Selection:
--------------------

# Sticky  The myLargescale.com Figure Class! By Chris Walas



## Dwight Ennis (Jan 2, 2008)

*The myLargescale.com Figure Class! By Chris Walas*
Chris Walas shows you how to make your own amazingly crafted figures in any scale you happen to be modeling in.

*Chapter 1:*


http://www.npcrr.com/Articles/FiguresClass/Figure_Class_Ch1.pdf



*Chapter 2:*


http://www.npcrr.com/Articles/FiguresClass/Figure_Class_Ch2.pdf



*Chapter 3:*


http://www.npcrr.com/Articles/FiguresClass/Figure_Class_Ch3.pdf



*Associated Files:*


http://www.npcrr.com/Articles/FiguresClass/FigureClassAssociatedFiles.zip



Edit: I don't know why I can't make the damn links work, but if you copy the URLs and paste them into your browser, they work. Sorry for the inconvenience. I'll keep working on it.


----------



## Pete Thornton (Jan 2, 2008)

Wow, a real blast from the past. Thanks Dwight.


----------



## vsmith (Jan 2, 2008)

Thanks Dwight, I really need to try this.


----------



## Tom Bowdler (Jan 3, 2008)

Thanks Dwight,
Just in time for my winter break!
Tom


----------



## Naptowneng (Jun 14, 2010)

Yes I am painting cheap sitting figures from ebay today, prime time to try some custom ones, thanks
Jerry


----------



## vsmith (Jan 2, 2008)

I downloaded those files...just in case ya know


----------



## Dwight Ennis (Jan 2, 2008)

This was something that has resided in the "MasterClass and Articles" Index for some time, but I thought it a good idea to post it here as well.


----------



## R.W. Marty (Jan 2, 2008)

Thanks Dwight for the reminder of past fun times. I hope Chris is still doing well, he sure did a service to the large scale railroading community with his classes on figure building.

I probably have 20-30 figures that I built following Chris's class outlines, what fun and entertainment doing these figures and enjoying the learning process. 

I still have a box full of material and ideas that I want to get back to one of these days and build some more figures
Rick


----------



## Joe Johnson (Jan 2, 2008)

WOW!!!

Talk about timing. I was going through my bookshelves and found a notebook with chapters 1 & 2 printed out mildly cursed myself for never printing out chapter 3.

Chris's classes were great!

Thanks Dwight


----------



## Paulus (May 31, 2008)

Dwight, thank you for keeping those articles safe and accessible! I learned a lot from those articles way back in 2012/2013 and started to sculpt my own figures the "Chris" way.

I know this thread is from 2016 but the reason I dig it up is that I mention Chris Walas his masterclass articles on my blog today. I made a link to this specific post on MLS and 3 direct links to the 3 chapters, crediting you for storing these on your website (with a link to your website).

--------------------

Material:
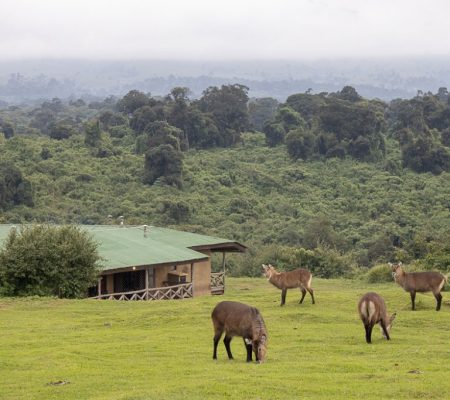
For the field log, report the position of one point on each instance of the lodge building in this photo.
(150, 263)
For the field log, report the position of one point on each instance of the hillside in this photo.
(163, 349)
(251, 193)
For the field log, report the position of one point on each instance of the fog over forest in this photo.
(384, 78)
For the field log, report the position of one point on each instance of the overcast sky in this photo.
(223, 29)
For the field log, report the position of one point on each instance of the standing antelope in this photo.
(238, 319)
(372, 310)
(412, 282)
(287, 280)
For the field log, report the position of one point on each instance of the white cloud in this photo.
(201, 29)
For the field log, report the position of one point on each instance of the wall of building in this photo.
(202, 277)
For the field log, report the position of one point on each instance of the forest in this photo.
(331, 181)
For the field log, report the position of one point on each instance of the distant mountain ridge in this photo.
(31, 80)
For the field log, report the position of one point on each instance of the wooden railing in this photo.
(217, 282)
(183, 291)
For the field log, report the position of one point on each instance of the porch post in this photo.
(192, 278)
(146, 283)
(223, 270)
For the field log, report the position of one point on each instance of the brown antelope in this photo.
(287, 280)
(372, 310)
(238, 319)
(413, 282)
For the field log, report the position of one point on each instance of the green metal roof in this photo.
(127, 246)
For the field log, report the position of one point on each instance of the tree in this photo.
(14, 189)
(261, 110)
(133, 100)
(228, 107)
(7, 129)
(163, 161)
(61, 131)
(160, 132)
(349, 93)
(275, 133)
(300, 143)
(48, 260)
(92, 133)
(200, 130)
(144, 116)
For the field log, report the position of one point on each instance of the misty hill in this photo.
(29, 80)
(351, 181)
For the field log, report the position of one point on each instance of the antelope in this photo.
(413, 282)
(287, 280)
(238, 319)
(372, 310)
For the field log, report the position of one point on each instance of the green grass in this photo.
(163, 350)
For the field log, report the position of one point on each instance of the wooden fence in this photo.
(183, 291)
(217, 282)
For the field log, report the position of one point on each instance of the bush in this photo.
(48, 260)
(378, 274)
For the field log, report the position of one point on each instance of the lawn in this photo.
(163, 350)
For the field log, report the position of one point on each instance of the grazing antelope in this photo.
(372, 310)
(238, 319)
(413, 282)
(287, 280)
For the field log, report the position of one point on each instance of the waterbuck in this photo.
(238, 319)
(372, 310)
(413, 282)
(287, 280)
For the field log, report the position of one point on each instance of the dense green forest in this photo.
(332, 181)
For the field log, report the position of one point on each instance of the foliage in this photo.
(163, 161)
(332, 125)
(228, 108)
(261, 110)
(133, 100)
(47, 260)
(14, 188)
(300, 143)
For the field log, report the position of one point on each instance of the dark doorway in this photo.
(129, 281)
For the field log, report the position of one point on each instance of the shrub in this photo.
(378, 274)
(48, 260)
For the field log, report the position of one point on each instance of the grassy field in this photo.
(163, 350)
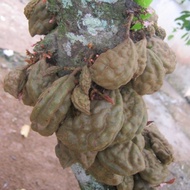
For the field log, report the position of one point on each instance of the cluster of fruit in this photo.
(97, 111)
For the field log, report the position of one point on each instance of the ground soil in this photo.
(30, 163)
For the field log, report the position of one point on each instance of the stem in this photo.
(87, 182)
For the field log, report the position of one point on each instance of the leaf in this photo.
(170, 37)
(184, 35)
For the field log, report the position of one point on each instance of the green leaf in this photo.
(184, 35)
(143, 3)
(170, 37)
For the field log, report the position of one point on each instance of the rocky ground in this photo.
(30, 163)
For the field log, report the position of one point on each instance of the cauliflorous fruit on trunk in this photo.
(116, 66)
(135, 115)
(93, 132)
(124, 159)
(51, 99)
(104, 175)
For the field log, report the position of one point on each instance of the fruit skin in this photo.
(142, 56)
(135, 115)
(58, 117)
(124, 159)
(95, 132)
(80, 100)
(152, 78)
(158, 143)
(104, 175)
(155, 172)
(51, 100)
(67, 157)
(127, 184)
(116, 66)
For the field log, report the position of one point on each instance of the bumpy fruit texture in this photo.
(135, 115)
(110, 140)
(142, 56)
(127, 184)
(67, 157)
(124, 159)
(37, 82)
(80, 100)
(164, 52)
(115, 67)
(152, 78)
(85, 80)
(93, 132)
(58, 117)
(155, 172)
(104, 175)
(51, 100)
(15, 81)
(158, 143)
(140, 184)
(40, 20)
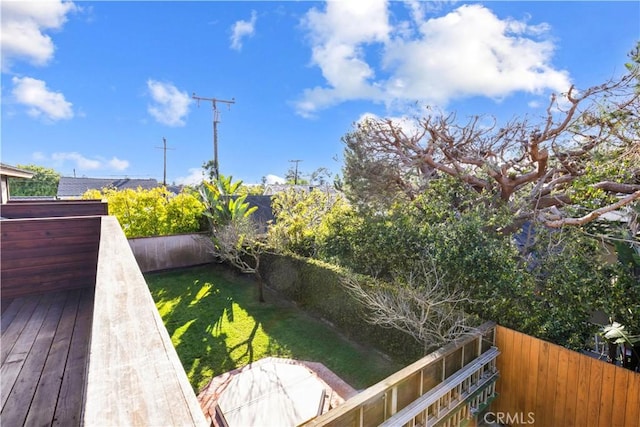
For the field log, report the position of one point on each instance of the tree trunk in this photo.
(259, 281)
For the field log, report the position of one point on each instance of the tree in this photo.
(235, 237)
(565, 169)
(299, 216)
(423, 305)
(152, 212)
(43, 183)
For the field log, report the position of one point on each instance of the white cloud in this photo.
(117, 164)
(468, 52)
(24, 24)
(82, 162)
(242, 29)
(195, 177)
(338, 36)
(274, 179)
(41, 101)
(171, 105)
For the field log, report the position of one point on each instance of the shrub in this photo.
(154, 212)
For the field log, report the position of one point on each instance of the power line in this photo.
(216, 120)
(164, 148)
(295, 177)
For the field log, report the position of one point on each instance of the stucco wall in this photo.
(165, 252)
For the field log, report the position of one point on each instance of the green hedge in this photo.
(317, 288)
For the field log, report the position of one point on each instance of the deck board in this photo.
(15, 322)
(38, 339)
(70, 400)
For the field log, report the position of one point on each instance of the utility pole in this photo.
(164, 176)
(295, 177)
(216, 120)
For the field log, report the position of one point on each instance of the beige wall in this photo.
(165, 252)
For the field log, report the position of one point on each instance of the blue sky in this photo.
(92, 88)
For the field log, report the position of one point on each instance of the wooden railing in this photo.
(48, 254)
(134, 375)
(56, 208)
(446, 387)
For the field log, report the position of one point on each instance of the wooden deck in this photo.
(82, 340)
(44, 351)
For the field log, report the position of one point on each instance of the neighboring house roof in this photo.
(14, 172)
(76, 187)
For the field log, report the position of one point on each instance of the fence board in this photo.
(572, 387)
(562, 387)
(606, 399)
(632, 414)
(543, 366)
(583, 392)
(595, 392)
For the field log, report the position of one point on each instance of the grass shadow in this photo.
(217, 324)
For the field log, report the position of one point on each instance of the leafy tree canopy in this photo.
(43, 183)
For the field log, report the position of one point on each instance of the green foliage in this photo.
(222, 204)
(43, 183)
(154, 212)
(299, 219)
(318, 288)
(216, 326)
(548, 288)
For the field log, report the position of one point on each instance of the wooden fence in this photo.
(543, 384)
(49, 254)
(48, 209)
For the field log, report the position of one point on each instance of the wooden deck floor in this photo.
(43, 357)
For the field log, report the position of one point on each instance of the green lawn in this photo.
(217, 324)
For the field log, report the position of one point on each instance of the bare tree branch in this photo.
(424, 307)
(594, 214)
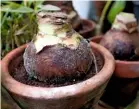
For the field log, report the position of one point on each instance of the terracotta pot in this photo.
(87, 29)
(124, 69)
(66, 97)
(124, 84)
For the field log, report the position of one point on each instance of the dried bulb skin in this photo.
(67, 7)
(58, 61)
(119, 44)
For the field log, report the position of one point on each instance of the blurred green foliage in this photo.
(18, 23)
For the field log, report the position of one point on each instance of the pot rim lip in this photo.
(117, 61)
(83, 87)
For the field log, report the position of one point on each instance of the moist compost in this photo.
(20, 74)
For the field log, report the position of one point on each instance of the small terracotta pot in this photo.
(124, 84)
(123, 69)
(87, 29)
(66, 97)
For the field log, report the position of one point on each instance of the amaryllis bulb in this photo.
(57, 50)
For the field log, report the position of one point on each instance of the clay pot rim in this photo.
(57, 92)
(117, 61)
(123, 69)
(91, 23)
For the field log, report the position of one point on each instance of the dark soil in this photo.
(19, 73)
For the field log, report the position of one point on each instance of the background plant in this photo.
(18, 23)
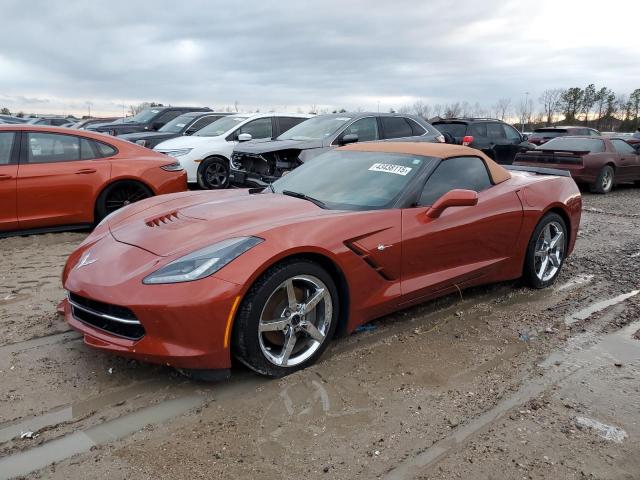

--------------------

Challenges:
1 – In the figure class thread:
(a) What does Dwight Ennis say to do with the URLs, since the links don't work?
(b) How many figures does R.W. Marty say he built following Chris's class outlines?
(c) Which chapter had Joe Johnson never printed out?
2 – Render the stretch of the entries from the line containing "dark soil in this photo." through the end of the entries as a Markdown table with the columns Row and Line. Skip blank lines and leave the pictures out.
The entries have nothing to do with the figure class thread.

Results for each task:
1 –
(a) Copy the URLs and paste them into your browser.
(b) 20-30 figures.
(c) Chapter 3.

2 –
| Row | Line |
|---|---|
| 1 | For the field log, report the position of one point on each instance of the dark soil in this photo. |
| 2 | (19, 73) |
| 3 | For the field log, report the position of one point on each instance of the background plant in this photo. |
| 4 | (18, 23) |